WHAT IS BEING ASKED — Swap "boat hull" for "ship hull" in the lines below and write out only the span from the line containing "bbox: white boat at riverside" down to the line containing "(423, 256), (446, 264)", with everything else left as it is.

DATA LINES —
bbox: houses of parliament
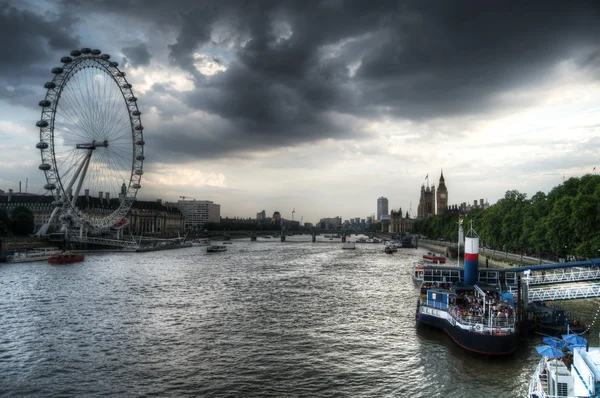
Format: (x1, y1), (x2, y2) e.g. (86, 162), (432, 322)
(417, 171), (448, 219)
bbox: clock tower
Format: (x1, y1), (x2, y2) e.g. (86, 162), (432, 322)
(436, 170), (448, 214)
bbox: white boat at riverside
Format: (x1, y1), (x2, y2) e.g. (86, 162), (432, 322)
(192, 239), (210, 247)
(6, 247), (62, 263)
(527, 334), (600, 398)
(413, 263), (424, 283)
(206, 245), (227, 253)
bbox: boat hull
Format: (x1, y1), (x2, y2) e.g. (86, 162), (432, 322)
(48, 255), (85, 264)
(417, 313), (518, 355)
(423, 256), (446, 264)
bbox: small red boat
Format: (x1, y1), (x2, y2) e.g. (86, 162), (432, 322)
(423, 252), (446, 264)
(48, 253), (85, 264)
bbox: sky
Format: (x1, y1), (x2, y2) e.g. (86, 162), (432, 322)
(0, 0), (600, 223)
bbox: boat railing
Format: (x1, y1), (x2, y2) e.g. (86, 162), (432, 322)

--

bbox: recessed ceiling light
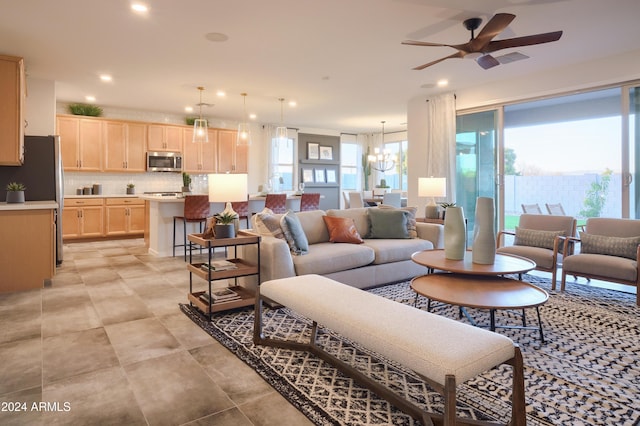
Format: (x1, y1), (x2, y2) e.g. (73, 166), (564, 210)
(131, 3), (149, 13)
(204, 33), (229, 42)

==

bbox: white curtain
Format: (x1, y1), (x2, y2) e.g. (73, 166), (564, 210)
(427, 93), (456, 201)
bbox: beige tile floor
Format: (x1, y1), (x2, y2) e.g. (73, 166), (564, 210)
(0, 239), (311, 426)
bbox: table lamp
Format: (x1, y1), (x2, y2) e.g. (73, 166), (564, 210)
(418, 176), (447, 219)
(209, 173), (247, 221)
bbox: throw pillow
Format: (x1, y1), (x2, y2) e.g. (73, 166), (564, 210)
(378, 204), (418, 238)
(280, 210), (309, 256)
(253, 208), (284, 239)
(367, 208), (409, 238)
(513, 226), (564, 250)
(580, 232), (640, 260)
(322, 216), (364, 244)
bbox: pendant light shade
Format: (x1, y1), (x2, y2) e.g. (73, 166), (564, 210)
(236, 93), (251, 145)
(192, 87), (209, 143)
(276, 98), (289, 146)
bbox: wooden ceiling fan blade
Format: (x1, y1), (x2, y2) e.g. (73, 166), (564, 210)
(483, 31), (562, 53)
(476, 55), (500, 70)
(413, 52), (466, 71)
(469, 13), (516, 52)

WRITTEN SOLUTION —
bbox: white boat at riverside
Format: (x1, y1), (x2, y2) e.g. (86, 162), (432, 322)
(192, 239), (210, 247)
(6, 247), (62, 263)
(527, 334), (600, 398)
(413, 263), (424, 283)
(206, 245), (227, 253)
bbox: ship hull
Format: (x1, y1), (x2, y2) e.g. (86, 162), (432, 322)
(48, 255), (85, 264)
(417, 313), (518, 355)
(423, 256), (446, 264)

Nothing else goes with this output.